Start of Data extract

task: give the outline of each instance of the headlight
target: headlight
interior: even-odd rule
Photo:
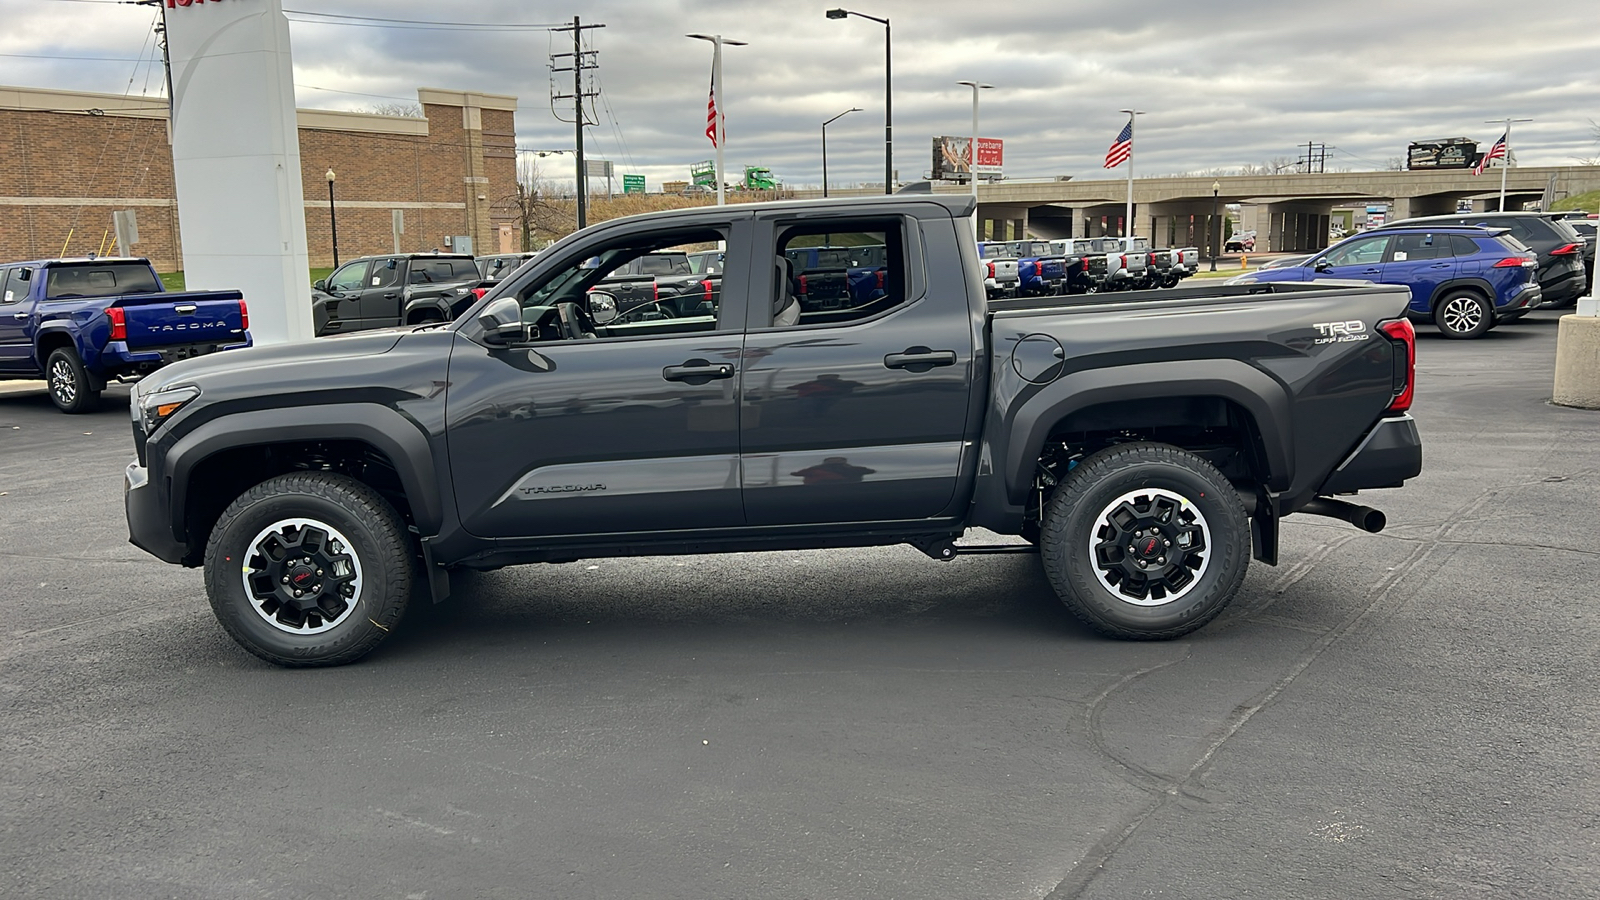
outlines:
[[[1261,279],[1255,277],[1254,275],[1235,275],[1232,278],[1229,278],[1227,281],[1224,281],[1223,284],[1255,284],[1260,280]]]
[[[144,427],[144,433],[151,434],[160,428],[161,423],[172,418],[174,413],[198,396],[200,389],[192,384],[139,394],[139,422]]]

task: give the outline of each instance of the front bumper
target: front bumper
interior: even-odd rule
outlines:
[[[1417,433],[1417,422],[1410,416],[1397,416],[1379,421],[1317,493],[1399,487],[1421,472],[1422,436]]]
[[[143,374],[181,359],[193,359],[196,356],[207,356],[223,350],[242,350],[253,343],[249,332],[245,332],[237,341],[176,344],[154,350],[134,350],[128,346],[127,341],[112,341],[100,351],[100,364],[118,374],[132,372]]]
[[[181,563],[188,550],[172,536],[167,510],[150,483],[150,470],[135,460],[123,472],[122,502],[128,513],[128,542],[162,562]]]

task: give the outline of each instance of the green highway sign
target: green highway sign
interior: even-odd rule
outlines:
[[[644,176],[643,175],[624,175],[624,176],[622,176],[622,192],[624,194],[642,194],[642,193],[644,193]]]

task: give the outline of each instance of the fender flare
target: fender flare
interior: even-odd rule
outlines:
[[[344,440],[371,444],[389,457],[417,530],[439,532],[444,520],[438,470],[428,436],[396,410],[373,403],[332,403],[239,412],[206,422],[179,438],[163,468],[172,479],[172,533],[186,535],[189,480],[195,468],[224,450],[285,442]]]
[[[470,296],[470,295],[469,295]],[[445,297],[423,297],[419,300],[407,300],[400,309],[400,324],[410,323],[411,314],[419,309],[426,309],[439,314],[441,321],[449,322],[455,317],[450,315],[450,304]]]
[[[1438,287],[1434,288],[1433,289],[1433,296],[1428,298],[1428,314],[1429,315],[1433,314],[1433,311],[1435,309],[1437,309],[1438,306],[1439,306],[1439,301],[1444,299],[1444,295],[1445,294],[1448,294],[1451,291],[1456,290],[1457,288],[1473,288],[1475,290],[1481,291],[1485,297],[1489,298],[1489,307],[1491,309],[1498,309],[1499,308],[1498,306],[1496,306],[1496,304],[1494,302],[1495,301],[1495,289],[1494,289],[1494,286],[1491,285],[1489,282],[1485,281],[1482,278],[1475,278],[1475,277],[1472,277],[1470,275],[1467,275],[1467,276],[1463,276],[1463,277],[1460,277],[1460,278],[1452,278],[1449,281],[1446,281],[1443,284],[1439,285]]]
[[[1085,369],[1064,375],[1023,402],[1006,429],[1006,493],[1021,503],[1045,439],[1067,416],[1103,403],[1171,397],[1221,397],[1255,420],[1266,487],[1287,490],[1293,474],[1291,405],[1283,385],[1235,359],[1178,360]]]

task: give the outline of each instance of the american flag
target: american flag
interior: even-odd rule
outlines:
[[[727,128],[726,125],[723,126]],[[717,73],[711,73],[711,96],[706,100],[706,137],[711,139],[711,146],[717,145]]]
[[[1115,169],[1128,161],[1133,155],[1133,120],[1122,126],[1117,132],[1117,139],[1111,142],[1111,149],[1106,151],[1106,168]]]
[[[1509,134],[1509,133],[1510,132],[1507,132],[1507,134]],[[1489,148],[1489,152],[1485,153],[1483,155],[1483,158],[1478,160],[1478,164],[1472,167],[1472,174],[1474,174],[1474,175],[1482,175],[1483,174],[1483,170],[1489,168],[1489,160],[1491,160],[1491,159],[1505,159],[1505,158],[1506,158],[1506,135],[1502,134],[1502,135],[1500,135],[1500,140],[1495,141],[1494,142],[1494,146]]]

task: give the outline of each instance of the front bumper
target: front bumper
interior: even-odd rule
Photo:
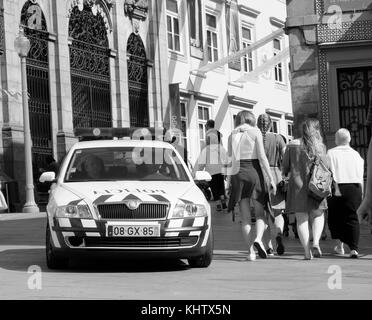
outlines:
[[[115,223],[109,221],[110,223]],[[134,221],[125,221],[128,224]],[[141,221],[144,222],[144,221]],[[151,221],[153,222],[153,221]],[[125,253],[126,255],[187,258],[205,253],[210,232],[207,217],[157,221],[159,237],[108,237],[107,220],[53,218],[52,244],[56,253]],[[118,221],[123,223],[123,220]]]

End of Data extract
Start of Data extract

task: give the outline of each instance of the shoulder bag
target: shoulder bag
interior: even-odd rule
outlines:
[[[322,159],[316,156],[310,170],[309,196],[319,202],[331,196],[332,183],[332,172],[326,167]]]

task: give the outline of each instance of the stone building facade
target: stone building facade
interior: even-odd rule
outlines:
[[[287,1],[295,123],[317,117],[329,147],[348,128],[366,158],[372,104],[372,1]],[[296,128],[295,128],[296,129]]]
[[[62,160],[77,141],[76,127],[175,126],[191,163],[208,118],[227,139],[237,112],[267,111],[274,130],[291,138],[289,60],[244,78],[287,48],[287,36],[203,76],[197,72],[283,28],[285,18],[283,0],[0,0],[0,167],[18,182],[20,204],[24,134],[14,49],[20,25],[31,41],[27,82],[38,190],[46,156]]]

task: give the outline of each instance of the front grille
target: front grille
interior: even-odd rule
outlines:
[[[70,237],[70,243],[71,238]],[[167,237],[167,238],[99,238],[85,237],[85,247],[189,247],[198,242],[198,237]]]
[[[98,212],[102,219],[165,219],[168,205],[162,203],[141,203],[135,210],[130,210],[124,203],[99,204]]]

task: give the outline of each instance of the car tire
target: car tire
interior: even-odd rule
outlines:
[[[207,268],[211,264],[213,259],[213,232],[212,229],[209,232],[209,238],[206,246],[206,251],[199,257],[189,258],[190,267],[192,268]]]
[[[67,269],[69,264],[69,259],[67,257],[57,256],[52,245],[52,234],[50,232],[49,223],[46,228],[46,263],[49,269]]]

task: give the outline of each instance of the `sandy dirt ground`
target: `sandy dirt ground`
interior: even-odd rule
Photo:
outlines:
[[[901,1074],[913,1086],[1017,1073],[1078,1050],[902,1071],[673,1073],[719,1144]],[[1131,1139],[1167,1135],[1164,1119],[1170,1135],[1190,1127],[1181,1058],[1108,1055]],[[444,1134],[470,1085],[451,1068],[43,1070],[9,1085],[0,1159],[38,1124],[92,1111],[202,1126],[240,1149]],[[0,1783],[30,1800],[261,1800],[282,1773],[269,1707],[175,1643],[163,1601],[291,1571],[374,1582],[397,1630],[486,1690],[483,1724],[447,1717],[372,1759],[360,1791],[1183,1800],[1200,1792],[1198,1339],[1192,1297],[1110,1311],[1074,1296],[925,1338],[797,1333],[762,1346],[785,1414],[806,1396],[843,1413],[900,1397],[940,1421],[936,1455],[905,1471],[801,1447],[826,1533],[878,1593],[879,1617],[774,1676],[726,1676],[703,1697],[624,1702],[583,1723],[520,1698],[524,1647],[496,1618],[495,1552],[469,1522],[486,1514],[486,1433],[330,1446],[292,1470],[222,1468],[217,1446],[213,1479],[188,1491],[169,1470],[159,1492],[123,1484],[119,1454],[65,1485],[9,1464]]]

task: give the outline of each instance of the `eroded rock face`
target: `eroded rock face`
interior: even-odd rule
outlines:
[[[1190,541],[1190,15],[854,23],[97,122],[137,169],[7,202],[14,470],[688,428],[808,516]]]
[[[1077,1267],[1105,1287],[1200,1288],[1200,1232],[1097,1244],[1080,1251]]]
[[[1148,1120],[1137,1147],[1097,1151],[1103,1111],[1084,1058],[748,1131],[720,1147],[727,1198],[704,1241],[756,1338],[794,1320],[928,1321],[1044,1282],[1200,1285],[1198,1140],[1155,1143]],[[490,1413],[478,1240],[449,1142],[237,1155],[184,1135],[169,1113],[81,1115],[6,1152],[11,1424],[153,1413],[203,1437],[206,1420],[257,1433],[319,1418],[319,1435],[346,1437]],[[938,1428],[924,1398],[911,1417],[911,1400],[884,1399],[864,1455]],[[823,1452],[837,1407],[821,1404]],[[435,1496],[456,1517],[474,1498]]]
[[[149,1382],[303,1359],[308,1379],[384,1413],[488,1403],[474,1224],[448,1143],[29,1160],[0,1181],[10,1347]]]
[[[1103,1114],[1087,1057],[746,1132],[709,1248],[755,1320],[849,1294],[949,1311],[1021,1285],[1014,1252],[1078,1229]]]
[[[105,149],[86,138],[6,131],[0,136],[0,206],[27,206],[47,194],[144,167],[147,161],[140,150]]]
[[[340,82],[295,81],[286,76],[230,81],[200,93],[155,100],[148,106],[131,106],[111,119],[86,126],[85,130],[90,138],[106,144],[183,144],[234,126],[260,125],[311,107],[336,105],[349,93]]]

End of Data extract
Start of Data extract

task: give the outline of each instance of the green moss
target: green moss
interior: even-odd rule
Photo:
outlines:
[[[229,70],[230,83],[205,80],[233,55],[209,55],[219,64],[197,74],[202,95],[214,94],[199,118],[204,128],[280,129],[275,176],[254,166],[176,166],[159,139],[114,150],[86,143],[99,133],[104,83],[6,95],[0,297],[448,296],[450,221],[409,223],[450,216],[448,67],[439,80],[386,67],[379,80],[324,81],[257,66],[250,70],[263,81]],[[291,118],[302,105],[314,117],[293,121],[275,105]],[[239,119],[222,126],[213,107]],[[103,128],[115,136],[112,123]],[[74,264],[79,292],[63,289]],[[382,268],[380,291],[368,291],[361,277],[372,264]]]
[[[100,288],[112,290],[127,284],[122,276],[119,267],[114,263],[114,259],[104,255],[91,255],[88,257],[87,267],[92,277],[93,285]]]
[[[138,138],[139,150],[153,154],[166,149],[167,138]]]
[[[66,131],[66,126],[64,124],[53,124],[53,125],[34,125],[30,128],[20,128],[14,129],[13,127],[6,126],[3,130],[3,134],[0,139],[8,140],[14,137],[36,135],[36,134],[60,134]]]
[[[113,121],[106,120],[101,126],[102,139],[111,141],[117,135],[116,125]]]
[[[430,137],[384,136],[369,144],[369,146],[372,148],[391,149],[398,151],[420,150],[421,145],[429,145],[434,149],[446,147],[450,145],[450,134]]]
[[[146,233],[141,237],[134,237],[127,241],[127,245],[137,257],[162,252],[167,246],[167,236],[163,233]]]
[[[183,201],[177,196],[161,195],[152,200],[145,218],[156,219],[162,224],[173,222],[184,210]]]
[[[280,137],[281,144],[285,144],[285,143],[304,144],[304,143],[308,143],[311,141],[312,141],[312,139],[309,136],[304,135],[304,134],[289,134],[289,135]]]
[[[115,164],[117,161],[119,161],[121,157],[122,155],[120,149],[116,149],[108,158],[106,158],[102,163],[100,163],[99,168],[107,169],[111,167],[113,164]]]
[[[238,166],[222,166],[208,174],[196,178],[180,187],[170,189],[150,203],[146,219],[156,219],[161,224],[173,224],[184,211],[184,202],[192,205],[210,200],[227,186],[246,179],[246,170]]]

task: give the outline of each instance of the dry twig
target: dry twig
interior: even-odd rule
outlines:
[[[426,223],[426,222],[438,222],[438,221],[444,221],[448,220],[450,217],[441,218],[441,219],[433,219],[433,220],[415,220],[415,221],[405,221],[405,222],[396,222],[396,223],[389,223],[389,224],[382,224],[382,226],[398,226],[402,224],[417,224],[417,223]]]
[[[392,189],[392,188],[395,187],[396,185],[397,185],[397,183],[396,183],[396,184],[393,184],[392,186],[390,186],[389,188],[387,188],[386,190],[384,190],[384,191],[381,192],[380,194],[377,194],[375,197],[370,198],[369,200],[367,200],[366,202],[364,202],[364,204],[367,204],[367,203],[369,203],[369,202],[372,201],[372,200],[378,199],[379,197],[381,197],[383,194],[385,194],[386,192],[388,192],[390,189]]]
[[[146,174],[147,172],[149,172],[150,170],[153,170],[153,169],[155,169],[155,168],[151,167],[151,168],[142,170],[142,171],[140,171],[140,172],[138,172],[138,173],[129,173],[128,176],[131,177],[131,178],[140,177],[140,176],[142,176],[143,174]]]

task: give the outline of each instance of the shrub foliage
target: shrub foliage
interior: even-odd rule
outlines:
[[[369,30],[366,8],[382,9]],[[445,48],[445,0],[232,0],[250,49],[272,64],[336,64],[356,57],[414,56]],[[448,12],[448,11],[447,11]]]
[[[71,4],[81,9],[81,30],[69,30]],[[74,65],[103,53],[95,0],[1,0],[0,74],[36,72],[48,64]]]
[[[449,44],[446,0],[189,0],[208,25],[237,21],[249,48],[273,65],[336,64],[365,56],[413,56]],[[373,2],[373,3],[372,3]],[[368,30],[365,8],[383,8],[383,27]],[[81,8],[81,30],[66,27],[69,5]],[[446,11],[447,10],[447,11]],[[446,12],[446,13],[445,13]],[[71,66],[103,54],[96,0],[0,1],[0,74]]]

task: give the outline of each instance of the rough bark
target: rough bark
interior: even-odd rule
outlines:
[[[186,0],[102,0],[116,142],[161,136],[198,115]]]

End of Data extract

▶ Exercise goal: In the entries above, find each line that includes the string "building" and copy it.

▶ Answer to the problem:
task: give the outline of each instance of the stone building facade
target: stone building facade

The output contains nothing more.